- Excerpted passage
******

For the “over 21-crowd,” there’s also a growing “hard” or high-alcohol version of kombucha. Brewers modify the manufacturing process to include an extra fermentation step. This includes an additional strain of yeast and extra sugar for the fermentation, which often is extended by a week or two. Some microbrewers are blending kombucha with their signature craft beers to add a twist of healthfulness.
Andrew Clark, brewmaster and one of the three founders of Boochcraft, Chula Vista, Calif., boosts the alcohol content with brewing yeast. He then flavors the fermentations with cold-pressed fruit and vegetable juices, along with some herbs and even chili peppers.
It is not as easy as it sounds, as there are many microorganisms competing to ferment the sugar substrates. The final beverage must have the right amount of sweetness — and sugar content, if carbohydrate concentration is a label claim — and hit the target alcohol content during every microbrew cycle.

******

- Provided data
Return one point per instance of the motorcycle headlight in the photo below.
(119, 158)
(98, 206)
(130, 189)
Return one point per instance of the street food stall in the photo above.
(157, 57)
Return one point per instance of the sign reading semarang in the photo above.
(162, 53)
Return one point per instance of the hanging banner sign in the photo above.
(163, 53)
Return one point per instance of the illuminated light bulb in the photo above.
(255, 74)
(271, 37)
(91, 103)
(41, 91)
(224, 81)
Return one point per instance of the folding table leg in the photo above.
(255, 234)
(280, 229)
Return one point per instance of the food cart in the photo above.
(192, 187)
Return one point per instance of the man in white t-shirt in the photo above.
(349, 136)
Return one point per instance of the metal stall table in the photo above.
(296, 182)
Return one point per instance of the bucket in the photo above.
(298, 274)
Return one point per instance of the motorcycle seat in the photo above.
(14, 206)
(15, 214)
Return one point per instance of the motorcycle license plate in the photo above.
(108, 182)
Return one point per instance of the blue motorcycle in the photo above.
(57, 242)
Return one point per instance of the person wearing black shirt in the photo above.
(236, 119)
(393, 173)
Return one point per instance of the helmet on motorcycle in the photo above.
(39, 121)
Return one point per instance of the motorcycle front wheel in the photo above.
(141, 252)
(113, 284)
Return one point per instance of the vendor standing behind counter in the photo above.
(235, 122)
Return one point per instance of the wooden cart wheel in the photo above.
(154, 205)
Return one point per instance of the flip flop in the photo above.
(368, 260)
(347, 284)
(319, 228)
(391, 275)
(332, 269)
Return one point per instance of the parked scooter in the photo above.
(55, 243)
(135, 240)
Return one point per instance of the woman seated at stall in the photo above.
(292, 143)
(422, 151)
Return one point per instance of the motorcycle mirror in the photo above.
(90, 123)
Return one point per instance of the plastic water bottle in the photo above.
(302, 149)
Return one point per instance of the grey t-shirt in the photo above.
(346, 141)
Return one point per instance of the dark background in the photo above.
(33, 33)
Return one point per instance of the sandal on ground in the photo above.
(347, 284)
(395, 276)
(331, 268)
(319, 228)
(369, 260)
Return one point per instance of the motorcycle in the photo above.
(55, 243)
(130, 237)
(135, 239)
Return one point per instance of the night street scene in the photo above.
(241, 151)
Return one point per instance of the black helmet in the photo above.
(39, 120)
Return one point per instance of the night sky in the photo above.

******

- Exercise tasks
1) Reproduce the kombucha passage from "It is not as" up to and including "every microbrew cycle.", switching "sweetness" to "tartness".
2) In the kombucha passage, what does Andrew Clark use to flavor the fermentations?

- Results in order
1)
It is not as easy as it sounds, as there are many microorganisms competing to ferment the sugar substrates. The final beverage must have the right amount of tartness — and sugar content, if carbohydrate concentration is a label claim — and hit the target alcohol content during every microbrew cycle.

2) Cold-pressed fruit and vegetable juices, along with some herbs and even chili peppers.